(EXTRACTED DATA)
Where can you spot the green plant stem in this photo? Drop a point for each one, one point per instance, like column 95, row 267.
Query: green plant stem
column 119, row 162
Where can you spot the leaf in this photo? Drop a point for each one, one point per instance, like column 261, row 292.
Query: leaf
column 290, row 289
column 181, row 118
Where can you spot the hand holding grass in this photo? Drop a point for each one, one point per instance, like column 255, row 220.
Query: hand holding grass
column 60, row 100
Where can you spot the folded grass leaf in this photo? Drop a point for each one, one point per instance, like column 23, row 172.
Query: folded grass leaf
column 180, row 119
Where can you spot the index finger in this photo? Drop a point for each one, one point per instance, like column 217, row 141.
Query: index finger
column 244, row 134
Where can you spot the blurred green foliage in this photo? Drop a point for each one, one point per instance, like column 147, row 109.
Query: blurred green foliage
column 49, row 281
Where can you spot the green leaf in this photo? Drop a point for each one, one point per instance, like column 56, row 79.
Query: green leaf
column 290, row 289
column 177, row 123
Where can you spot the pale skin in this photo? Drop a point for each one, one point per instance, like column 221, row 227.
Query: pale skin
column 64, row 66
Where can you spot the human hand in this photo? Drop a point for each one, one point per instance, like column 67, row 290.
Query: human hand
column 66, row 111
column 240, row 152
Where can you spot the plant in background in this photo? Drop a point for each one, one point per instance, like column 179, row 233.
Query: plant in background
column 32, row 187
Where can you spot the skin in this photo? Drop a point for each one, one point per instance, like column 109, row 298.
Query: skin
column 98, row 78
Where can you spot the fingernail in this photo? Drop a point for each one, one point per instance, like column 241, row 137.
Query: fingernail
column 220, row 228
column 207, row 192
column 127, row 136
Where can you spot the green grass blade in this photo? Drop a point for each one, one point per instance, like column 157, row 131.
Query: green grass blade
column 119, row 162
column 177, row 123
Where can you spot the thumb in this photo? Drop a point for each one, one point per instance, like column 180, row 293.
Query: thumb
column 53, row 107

(TASK DESCRIPTION) Reproduce all the entries above with "Drop a point" changed to "Place a marker" wherever it occurs, leaving every other word as it is.

(RESPONSE)
Where can you spot the green plant stem in this photo? Place a marker for each one, one point per instance, like column 95, row 267.
Query: green plant stem
column 119, row 162
Where can you spot the leaf in this photo? Place a marker for each one, one point per instance, like column 261, row 292.
Query: leaf
column 290, row 289
column 181, row 118
Where can you spot the hand holding grass in this photo? Place a marker for each one, one point per instance, like column 255, row 220.
Query: hand holding grass
column 60, row 100
Where can you spot the folded grass leaf in this photo? Place a marker for each one, one point per instance, like column 23, row 172.
Query: folded grass leaf
column 180, row 119
Where can you spot the index finger in this photo? Place a marker for each one, one point per instance, like column 217, row 141.
Query: index finger
column 244, row 134
Where can you spot the blurred green foliage in this photo? Place a marker for each one, one point per instance, like column 147, row 109.
Query: blurred green foliage
column 49, row 281
Where can you spot the green leaf in this photo? Place a marker for each one, one point per instance, like column 56, row 79.
Query: green leaf
column 290, row 289
column 177, row 123
Where can you spot the pale skin in this photo? Place a marker for each one, one point per instance, like column 221, row 227.
Query: pale skin
column 64, row 66
Where can you spot the human hand in this photo? Place a marker for each one, one point per instance, like column 67, row 290.
Query: human hand
column 66, row 111
column 240, row 152
Where can you spot the plant in background in this photo? Place a marker for each one, one point per instance, like column 179, row 233.
Query: plant in background
column 32, row 187
Where can you spot the skin in this photo? Place a marker for each one, one point per instance, like column 109, row 298.
Query: skin
column 98, row 78
Where can you spot the fingernail in this photo? Place a marker for each one, one point per instance, like column 241, row 137.
Query: fingernail
column 220, row 228
column 207, row 192
column 127, row 136
Where can you spot the green grass blade in this photo? Place a marker for each one, one point per instance, like column 157, row 131.
Query: green grass blade
column 119, row 162
column 177, row 123
Where can you spot the thumb in this photo? Place a marker for each one, one point per instance, like column 180, row 293.
Query: thumb
column 53, row 107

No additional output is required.